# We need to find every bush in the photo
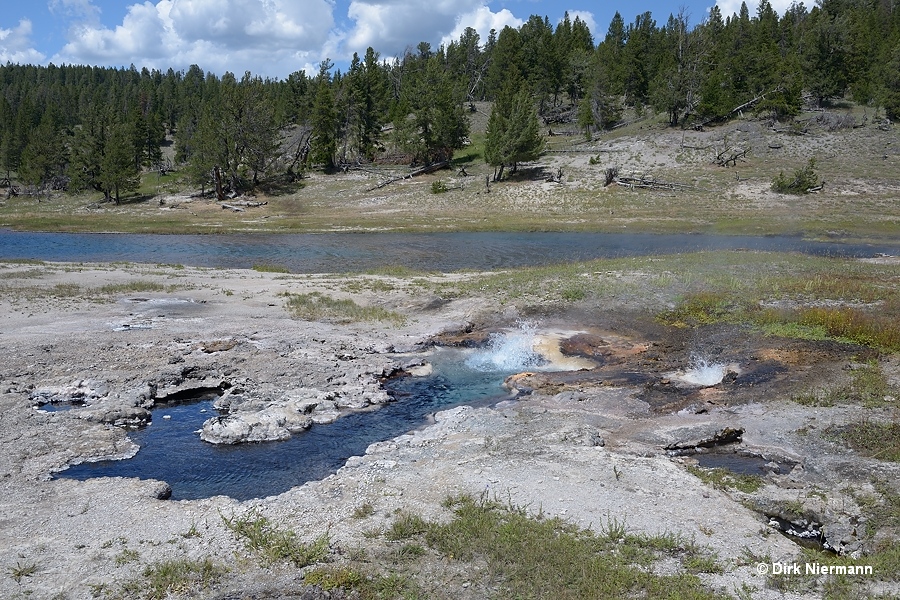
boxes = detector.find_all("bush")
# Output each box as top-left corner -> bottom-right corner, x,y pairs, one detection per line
772,158 -> 820,195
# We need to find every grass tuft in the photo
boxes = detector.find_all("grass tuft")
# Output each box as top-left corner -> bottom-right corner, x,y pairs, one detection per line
252,263 -> 291,273
222,510 -> 330,568
123,558 -> 226,600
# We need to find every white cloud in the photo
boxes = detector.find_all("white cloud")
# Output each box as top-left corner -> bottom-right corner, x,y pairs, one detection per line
441,6 -> 525,44
343,0 -> 488,55
54,0 -> 334,77
0,19 -> 46,64
47,0 -> 100,24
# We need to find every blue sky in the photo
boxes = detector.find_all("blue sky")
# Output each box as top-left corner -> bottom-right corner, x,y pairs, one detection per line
0,0 -> 787,79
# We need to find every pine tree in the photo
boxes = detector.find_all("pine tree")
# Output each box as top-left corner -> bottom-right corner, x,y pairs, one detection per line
100,123 -> 141,204
310,60 -> 338,169
484,82 -> 544,181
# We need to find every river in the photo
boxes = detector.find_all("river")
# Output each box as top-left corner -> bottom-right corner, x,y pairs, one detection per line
0,230 -> 900,273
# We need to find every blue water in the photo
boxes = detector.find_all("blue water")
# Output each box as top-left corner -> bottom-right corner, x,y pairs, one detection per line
0,230 -> 900,273
57,349 -> 515,500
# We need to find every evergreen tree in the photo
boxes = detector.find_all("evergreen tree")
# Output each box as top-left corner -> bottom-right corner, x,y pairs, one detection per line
67,115 -> 106,192
310,60 -> 338,169
19,111 -> 67,186
100,123 -> 141,204
484,83 -> 544,181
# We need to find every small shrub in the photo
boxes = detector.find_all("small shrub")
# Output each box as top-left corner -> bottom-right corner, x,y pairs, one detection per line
8,562 -> 37,583
222,510 -> 330,568
353,502 -> 375,519
124,558 -> 225,600
115,548 -> 141,567
303,567 -> 422,600
840,420 -> 900,462
384,513 -> 428,542
772,158 -> 819,195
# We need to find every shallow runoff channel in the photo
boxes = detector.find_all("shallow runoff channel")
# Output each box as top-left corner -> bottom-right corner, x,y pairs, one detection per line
21,230 -> 900,500
57,330 -> 543,500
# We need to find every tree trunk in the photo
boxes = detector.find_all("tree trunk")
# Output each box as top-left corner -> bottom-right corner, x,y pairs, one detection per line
213,167 -> 225,202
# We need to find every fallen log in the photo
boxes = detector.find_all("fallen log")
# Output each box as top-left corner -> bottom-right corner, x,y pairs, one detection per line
607,173 -> 696,192
222,200 -> 268,208
366,160 -> 450,192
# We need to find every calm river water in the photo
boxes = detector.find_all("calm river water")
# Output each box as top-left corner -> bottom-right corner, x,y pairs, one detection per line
0,230 -> 900,273
12,231 -> 900,500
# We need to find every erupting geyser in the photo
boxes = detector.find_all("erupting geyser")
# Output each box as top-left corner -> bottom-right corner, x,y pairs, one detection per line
466,321 -> 547,373
681,354 -> 725,387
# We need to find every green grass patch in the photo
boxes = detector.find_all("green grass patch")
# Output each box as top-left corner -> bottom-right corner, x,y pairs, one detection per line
687,465 -> 765,494
284,292 -> 406,325
123,558 -> 226,600
839,420 -> 900,462
791,360 -> 900,408
6,562 -> 38,583
352,502 -> 375,519
380,496 -> 721,600
222,510 -> 330,568
303,567 -> 426,600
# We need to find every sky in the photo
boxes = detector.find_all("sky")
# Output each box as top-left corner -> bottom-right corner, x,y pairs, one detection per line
0,0 -> 789,79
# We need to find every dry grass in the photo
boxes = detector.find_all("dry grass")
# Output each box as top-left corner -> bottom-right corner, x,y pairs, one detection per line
0,107 -> 900,239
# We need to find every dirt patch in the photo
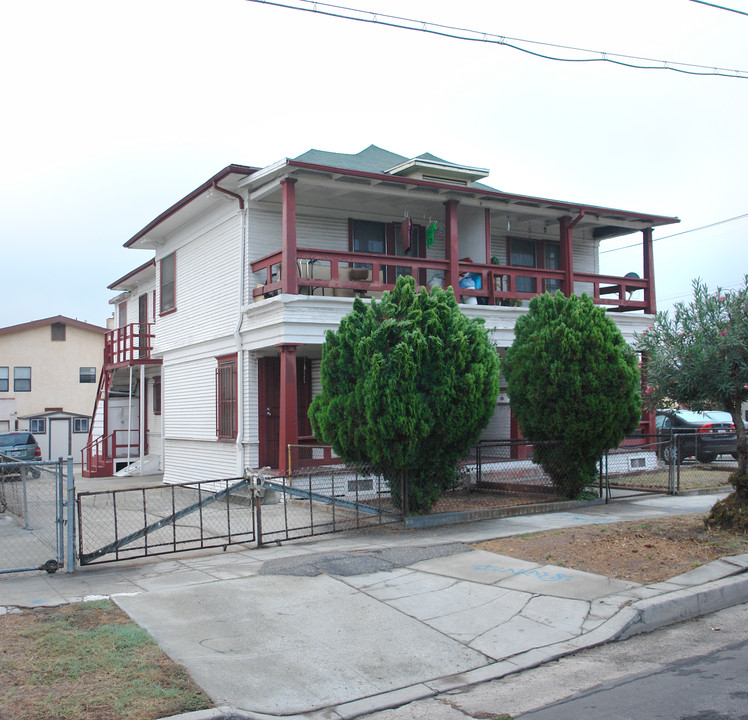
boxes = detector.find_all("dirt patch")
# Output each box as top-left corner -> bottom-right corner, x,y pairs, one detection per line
0,601 -> 212,720
473,515 -> 748,585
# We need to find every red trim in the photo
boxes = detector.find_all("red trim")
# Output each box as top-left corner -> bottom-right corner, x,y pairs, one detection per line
642,228 -> 657,315
278,344 -> 299,473
444,200 -> 460,302
287,160 -> 680,225
559,215 -> 574,297
213,180 -> 244,210
281,178 -> 298,294
124,165 -> 261,247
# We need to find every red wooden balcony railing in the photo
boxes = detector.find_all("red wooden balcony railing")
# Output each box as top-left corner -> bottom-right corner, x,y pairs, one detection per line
104,323 -> 154,365
252,248 -> 651,312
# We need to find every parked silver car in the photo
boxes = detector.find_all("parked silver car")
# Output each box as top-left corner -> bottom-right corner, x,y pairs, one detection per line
0,432 -> 42,477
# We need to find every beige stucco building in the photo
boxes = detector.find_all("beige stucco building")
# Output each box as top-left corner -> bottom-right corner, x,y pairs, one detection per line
0,315 -> 107,461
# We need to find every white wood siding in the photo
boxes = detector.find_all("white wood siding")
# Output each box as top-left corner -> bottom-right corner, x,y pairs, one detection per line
296,215 -> 348,252
164,439 -> 237,483
156,213 -> 241,353
162,358 -> 216,441
247,205 -> 282,288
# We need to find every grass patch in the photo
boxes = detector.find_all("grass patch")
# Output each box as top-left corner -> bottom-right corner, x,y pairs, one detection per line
0,600 -> 212,720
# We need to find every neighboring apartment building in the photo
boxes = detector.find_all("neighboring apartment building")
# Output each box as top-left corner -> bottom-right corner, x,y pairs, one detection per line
86,145 -> 678,482
0,315 -> 106,461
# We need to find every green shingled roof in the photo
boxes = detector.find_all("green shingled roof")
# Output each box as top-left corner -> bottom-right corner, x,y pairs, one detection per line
294,145 -> 493,190
294,145 -> 444,173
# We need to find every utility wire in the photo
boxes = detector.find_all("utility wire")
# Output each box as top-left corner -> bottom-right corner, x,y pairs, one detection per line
691,0 -> 748,15
246,0 -> 748,80
599,213 -> 748,255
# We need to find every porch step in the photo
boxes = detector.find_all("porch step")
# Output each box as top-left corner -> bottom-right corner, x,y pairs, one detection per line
114,455 -> 161,477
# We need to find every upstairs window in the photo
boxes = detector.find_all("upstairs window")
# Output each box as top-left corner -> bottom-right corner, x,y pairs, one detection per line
73,418 -> 88,433
153,375 -> 161,415
13,367 -> 31,392
29,418 -> 47,435
216,355 -> 237,440
509,238 -> 538,293
50,323 -> 65,342
160,253 -> 177,315
351,220 -> 387,255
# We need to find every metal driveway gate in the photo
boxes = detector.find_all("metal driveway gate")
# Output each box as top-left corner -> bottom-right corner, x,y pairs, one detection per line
0,462 -> 72,574
76,478 -> 255,565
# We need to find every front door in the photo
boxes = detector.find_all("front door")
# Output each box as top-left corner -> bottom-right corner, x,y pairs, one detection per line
257,357 -> 312,468
46,418 -> 70,460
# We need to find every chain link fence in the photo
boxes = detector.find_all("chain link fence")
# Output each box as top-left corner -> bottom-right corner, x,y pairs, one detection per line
76,478 -> 255,565
0,462 -> 65,574
257,464 -> 401,543
286,435 -> 737,529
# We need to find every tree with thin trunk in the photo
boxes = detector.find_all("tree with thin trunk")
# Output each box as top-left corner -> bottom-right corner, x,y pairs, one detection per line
638,275 -> 748,530
502,292 -> 641,498
309,276 -> 499,513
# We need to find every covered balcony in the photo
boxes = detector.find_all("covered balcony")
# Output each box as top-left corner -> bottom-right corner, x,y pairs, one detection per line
247,167 -> 677,314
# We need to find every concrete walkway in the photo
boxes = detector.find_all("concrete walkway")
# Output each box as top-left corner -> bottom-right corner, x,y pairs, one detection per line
0,495 -> 748,720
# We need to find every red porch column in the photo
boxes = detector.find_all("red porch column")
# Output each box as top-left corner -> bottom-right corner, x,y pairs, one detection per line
444,200 -> 460,302
281,178 -> 298,295
642,228 -> 657,315
559,215 -> 576,297
278,345 -> 299,474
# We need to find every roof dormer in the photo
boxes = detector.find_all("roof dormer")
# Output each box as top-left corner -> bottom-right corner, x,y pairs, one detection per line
385,153 -> 488,186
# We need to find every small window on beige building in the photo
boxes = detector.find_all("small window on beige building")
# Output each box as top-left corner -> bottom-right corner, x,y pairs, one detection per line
50,323 -> 65,342
80,368 -> 96,382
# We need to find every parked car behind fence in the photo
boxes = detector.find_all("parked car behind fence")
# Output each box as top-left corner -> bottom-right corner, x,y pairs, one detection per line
0,432 -> 42,477
656,410 -> 738,464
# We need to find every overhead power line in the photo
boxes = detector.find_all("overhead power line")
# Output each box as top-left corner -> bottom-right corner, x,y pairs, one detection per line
599,213 -> 748,255
691,0 -> 748,15
246,0 -> 748,80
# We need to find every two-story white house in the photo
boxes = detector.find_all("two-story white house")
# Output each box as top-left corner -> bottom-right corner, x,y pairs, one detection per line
86,145 -> 678,482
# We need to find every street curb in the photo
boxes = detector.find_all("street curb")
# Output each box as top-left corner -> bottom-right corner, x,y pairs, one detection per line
161,555 -> 748,720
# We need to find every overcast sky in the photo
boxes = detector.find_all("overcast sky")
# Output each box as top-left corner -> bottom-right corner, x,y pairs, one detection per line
0,0 -> 748,327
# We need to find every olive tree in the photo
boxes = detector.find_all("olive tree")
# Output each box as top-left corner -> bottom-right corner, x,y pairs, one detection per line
309,276 -> 499,512
638,276 -> 748,529
502,292 -> 641,498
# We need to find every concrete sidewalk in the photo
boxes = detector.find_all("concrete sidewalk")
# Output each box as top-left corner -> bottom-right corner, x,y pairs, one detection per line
0,495 -> 748,720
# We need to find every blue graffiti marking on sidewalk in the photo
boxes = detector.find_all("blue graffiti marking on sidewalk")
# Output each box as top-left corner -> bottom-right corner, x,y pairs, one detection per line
473,565 -> 574,582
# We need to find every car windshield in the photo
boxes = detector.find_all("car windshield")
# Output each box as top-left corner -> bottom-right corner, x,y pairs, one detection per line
0,433 -> 31,447
673,410 -> 714,423
704,410 -> 732,423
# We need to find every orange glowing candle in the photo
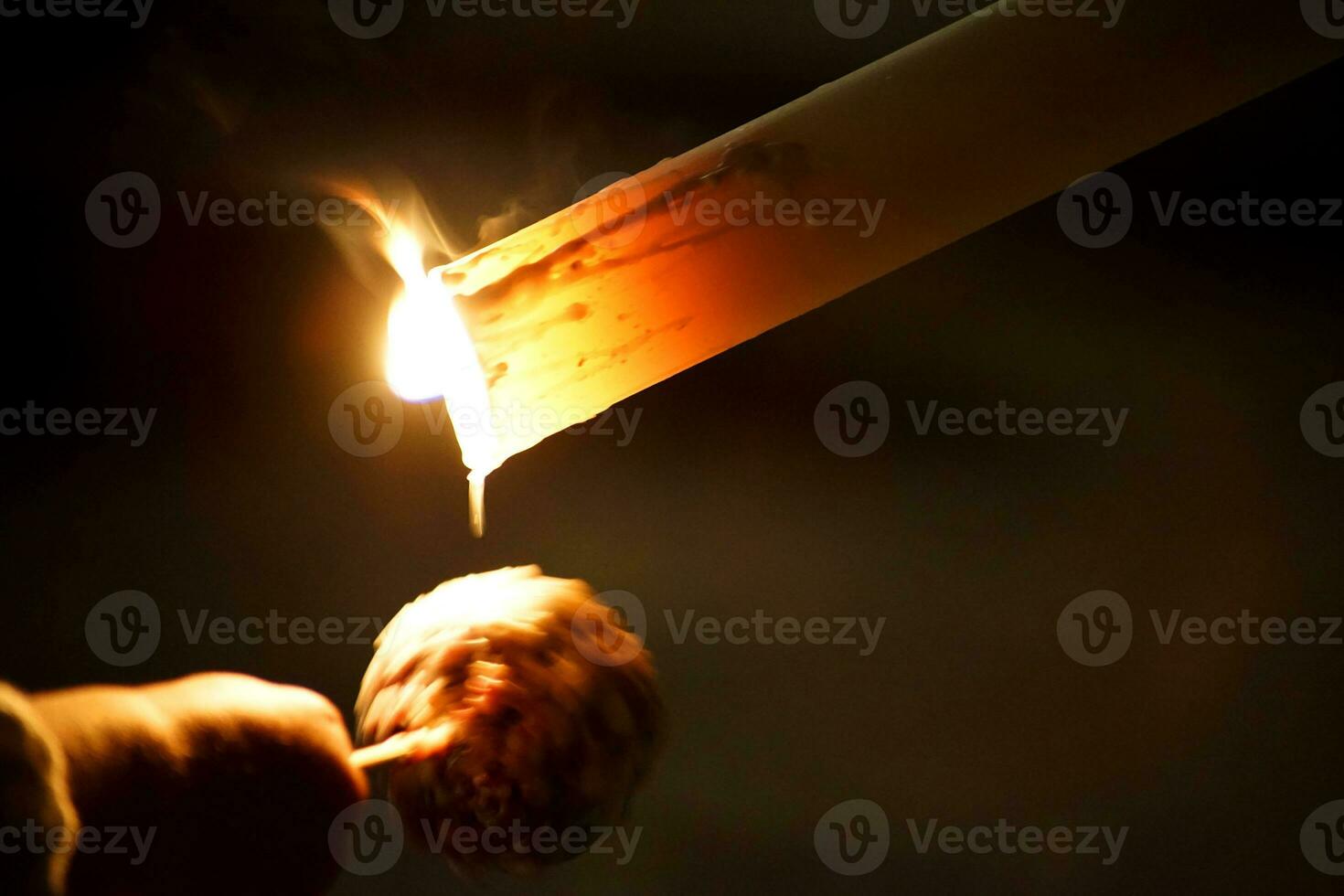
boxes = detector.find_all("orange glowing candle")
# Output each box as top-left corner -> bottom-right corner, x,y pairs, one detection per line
373,0 -> 1344,532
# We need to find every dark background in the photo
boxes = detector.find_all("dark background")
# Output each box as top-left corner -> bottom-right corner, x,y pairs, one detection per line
0,0 -> 1344,895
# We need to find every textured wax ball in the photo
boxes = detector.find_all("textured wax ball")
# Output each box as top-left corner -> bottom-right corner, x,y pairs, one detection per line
357,567 -> 661,869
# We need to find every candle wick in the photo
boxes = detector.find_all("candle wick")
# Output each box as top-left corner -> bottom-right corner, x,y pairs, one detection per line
466,470 -> 489,539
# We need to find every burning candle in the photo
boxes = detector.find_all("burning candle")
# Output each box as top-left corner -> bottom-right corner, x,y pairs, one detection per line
362,0 -> 1344,535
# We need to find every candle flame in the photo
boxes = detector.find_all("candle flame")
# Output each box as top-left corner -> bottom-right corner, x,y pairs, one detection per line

## Exercise description
Write out the lines above exactly, starting at the line containing "# We need to find every river in the photo" and ending at the line containing "213,167 -> 225,202".

## Task answer
# We need to find every river in the photo
boxes = detector.find_all("river")
# Output each box as top-left corner -> bottom-right corner, x,y pairs, one detection per line
0,230 -> 900,273
# We need to find every blue water in the photo
boxes = detector.find_all("blue water")
# Output each box as top-left corner -> bottom-right corner, x,y pairs, one detection per line
0,230 -> 900,273
57,349 -> 515,500
# We need to find every evergreen tree in the photo
boxes = detector.find_all("evergreen tree")
# Output each box as top-left corner -> bottom-right corner, x,y pairs, one detection per line
67,115 -> 106,192
310,60 -> 338,169
19,111 -> 67,186
100,123 -> 141,204
484,83 -> 544,181
# We need to find every small shrub in the photo
boxes = detector.find_all("small shrub")
# Output each box as top-left corner -> bottom-right corner, x,y pairs, one detection per line
8,562 -> 37,583
222,510 -> 330,568
353,502 -> 375,519
124,558 -> 225,600
115,548 -> 141,567
303,567 -> 422,600
840,420 -> 900,462
384,513 -> 428,542
772,158 -> 819,195
# We need to find every shallow runoff channel in the photo
boxes = detector.find_all("shallow runoff channel")
# Output each box as top-left corner -> bottom-right corner, x,y pairs, one detection per line
21,230 -> 900,500
57,330 -> 543,500
# We need to find every tree trunk in the photo
boxes = detector.find_all("tree trunk")
# Output each box as top-left corner -> bottom-right corner, x,y pairs, one detection per line
213,167 -> 225,202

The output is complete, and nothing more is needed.